## START
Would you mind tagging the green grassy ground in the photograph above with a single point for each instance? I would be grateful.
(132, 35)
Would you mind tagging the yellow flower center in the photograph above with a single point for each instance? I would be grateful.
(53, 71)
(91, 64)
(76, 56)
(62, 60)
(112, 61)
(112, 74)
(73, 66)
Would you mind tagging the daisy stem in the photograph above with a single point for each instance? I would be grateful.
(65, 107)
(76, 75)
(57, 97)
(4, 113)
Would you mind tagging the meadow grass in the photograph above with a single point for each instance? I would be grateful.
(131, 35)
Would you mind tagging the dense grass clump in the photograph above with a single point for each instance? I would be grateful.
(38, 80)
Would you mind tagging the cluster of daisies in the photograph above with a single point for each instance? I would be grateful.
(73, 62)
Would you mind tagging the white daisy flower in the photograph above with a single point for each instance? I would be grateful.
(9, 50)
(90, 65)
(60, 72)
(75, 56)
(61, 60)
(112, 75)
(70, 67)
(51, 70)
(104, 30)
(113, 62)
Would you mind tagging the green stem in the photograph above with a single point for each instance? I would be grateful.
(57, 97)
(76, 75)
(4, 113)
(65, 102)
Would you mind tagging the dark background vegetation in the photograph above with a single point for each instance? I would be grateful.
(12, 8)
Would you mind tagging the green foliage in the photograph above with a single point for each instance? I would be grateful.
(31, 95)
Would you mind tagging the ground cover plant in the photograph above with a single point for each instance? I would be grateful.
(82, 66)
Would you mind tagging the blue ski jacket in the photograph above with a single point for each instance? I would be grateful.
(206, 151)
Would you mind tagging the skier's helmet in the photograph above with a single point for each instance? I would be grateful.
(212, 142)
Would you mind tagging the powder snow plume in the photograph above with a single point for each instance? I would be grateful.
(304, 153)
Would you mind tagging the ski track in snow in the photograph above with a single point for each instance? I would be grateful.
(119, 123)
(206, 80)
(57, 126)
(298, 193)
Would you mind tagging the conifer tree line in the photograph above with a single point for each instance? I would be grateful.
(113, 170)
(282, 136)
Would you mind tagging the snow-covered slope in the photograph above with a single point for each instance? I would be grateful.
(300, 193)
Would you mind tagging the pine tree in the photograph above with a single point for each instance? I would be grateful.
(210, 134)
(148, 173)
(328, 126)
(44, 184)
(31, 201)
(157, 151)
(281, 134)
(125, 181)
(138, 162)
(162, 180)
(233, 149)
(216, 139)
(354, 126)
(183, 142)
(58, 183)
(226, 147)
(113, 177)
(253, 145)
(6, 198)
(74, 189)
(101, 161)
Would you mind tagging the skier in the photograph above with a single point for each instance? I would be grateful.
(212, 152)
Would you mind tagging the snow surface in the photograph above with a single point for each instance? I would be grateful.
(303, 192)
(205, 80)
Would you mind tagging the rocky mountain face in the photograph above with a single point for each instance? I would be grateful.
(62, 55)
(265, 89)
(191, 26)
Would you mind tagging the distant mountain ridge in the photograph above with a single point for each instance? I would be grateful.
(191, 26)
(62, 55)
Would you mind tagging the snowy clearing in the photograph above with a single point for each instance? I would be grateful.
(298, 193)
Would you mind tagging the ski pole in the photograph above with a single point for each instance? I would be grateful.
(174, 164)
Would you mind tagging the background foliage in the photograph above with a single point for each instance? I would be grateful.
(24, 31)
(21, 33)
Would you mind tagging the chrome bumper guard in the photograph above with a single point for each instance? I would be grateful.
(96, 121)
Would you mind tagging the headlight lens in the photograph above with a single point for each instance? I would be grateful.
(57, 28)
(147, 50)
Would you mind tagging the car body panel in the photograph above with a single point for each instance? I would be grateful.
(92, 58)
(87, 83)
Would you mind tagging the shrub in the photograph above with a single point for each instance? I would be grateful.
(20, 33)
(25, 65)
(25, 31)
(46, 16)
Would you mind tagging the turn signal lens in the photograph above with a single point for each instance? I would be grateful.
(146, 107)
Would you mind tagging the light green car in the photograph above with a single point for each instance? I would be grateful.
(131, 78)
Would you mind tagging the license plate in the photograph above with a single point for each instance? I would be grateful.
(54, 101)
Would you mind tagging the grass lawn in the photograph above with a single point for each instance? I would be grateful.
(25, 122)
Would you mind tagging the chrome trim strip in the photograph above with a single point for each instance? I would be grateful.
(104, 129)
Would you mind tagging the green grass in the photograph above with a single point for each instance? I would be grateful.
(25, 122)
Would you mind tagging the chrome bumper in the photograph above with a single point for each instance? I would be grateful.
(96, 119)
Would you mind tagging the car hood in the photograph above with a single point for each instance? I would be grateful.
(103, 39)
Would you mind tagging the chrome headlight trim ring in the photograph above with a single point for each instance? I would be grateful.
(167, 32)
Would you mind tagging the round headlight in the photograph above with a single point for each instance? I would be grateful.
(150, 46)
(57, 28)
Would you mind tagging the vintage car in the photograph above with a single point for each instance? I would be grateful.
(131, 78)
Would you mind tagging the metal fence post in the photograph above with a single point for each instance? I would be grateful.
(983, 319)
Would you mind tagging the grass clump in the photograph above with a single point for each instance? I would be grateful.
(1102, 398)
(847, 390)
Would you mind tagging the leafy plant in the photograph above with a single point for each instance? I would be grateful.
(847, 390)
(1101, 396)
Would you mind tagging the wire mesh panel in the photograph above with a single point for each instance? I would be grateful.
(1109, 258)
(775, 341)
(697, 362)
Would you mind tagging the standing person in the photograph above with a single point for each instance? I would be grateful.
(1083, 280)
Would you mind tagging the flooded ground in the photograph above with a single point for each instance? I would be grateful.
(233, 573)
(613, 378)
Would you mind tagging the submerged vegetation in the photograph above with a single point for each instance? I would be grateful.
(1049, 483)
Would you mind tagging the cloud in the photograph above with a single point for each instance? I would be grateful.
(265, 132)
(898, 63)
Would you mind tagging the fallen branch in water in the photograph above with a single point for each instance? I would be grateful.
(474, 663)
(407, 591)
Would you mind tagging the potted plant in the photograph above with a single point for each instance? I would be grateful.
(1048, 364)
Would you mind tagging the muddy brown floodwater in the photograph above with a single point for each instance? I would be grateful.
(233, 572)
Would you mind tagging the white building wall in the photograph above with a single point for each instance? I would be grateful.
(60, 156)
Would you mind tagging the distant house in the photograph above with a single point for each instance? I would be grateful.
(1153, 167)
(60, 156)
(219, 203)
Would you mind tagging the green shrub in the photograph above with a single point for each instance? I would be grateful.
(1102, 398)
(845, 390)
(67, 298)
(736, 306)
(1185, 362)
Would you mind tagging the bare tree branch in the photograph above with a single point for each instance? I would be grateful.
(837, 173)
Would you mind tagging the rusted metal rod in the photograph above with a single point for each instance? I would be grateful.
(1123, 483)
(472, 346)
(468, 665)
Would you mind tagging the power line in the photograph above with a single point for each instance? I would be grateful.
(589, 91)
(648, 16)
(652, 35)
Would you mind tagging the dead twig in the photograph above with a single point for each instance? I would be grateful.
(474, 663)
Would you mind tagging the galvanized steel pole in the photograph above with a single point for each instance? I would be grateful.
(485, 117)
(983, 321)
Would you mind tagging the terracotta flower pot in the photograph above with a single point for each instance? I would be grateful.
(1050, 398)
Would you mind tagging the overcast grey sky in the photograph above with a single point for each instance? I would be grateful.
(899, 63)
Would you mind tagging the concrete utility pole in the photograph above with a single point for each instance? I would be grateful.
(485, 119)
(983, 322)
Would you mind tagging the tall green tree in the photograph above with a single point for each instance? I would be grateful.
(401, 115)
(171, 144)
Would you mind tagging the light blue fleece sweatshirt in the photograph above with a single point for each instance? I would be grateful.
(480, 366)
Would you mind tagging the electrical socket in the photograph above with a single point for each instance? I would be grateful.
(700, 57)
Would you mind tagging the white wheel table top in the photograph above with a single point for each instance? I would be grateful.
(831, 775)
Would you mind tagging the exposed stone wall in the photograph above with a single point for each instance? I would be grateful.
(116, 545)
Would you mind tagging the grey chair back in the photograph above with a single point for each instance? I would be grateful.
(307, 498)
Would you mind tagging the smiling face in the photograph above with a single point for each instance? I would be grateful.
## END
From the line holding "Would you mind tagging the tall" through the last line above, reproduce each line exactly and add nothing.

**EXERCISE RESULT**
Would you mind tagging the tall green tree in the photograph above with a single point for each instance? I would be grateful.
(401, 115)
(171, 144)
Would you mind tagging the light blue fleece sweatshirt in the photograph above with a single point for each instance? I would be grateful.
(480, 366)
Would you mind tagging the electrical socket in the photograph above with a single point for each instance? I would be grateful.
(700, 57)
Would you mind tagging the white wheel table top in the photograph above with a single point for each instance? I would be grateful.
(831, 775)
Would you mind tagging the exposed stone wall in the photograph above with a single point for each instance? I would be grateful.
(116, 545)
Would you mind tagging the grey chair back in the photograph above with a single point for each instance? I would be grateful.
(307, 498)
Would you mind tagging the smiling face in the photograph above with a single point for each instance? I would be grateful.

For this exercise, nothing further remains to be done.